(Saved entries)
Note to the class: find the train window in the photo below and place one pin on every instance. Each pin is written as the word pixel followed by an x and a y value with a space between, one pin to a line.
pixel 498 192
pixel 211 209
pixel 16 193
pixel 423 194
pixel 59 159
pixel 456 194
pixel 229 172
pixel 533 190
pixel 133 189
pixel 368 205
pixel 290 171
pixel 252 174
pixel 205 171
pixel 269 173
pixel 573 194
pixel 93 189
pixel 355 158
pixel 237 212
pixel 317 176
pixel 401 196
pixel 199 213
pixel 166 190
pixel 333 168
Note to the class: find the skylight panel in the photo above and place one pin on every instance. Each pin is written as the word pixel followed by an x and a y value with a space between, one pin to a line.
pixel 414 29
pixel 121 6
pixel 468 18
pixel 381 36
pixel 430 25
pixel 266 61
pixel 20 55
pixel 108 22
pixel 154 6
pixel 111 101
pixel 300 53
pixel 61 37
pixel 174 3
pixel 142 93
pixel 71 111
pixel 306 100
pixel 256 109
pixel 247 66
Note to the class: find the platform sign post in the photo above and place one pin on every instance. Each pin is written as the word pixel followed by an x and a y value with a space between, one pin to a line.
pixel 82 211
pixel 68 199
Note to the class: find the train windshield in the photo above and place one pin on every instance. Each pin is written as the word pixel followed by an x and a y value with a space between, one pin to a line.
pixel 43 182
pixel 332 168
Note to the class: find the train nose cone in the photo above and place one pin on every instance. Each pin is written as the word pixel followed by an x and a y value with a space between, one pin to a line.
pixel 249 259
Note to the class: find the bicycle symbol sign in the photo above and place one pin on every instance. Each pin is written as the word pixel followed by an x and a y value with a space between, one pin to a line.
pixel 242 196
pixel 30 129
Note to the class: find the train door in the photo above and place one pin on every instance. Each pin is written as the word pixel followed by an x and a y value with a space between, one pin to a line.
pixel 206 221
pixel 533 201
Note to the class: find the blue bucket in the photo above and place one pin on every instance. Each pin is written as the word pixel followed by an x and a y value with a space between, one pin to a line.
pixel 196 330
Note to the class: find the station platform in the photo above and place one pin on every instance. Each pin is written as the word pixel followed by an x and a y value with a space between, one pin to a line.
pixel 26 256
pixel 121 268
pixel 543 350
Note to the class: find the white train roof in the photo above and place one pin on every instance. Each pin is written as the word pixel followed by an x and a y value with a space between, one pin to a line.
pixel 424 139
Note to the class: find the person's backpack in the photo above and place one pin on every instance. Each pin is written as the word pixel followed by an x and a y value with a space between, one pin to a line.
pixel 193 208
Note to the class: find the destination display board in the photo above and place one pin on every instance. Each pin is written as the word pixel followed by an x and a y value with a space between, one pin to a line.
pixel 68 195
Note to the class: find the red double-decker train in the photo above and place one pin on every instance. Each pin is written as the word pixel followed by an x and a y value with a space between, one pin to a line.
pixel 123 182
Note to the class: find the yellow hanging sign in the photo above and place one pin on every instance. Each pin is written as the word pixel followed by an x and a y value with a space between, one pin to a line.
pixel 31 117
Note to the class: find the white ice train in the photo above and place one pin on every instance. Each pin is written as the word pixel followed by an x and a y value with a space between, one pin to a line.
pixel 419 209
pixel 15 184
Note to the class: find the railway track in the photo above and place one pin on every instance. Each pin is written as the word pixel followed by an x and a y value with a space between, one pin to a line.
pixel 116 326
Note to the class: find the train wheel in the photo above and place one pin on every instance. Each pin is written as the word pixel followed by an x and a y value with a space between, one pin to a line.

- WRITTEN PROBLEM
Can you write out the stretch of the listing from the line containing "Note to the class: find the station" through the line containing "pixel 543 350", swapping "station platform" for "train platform" and leaving everything else as it is?

- WRITTEN ANSWER
Note to the class: find the train platform in the photo above and place one pin on every instance. Each pin is written as the word pixel followed by an x and a y value with a space between, one pin to a line.
pixel 26 256
pixel 121 268
pixel 543 350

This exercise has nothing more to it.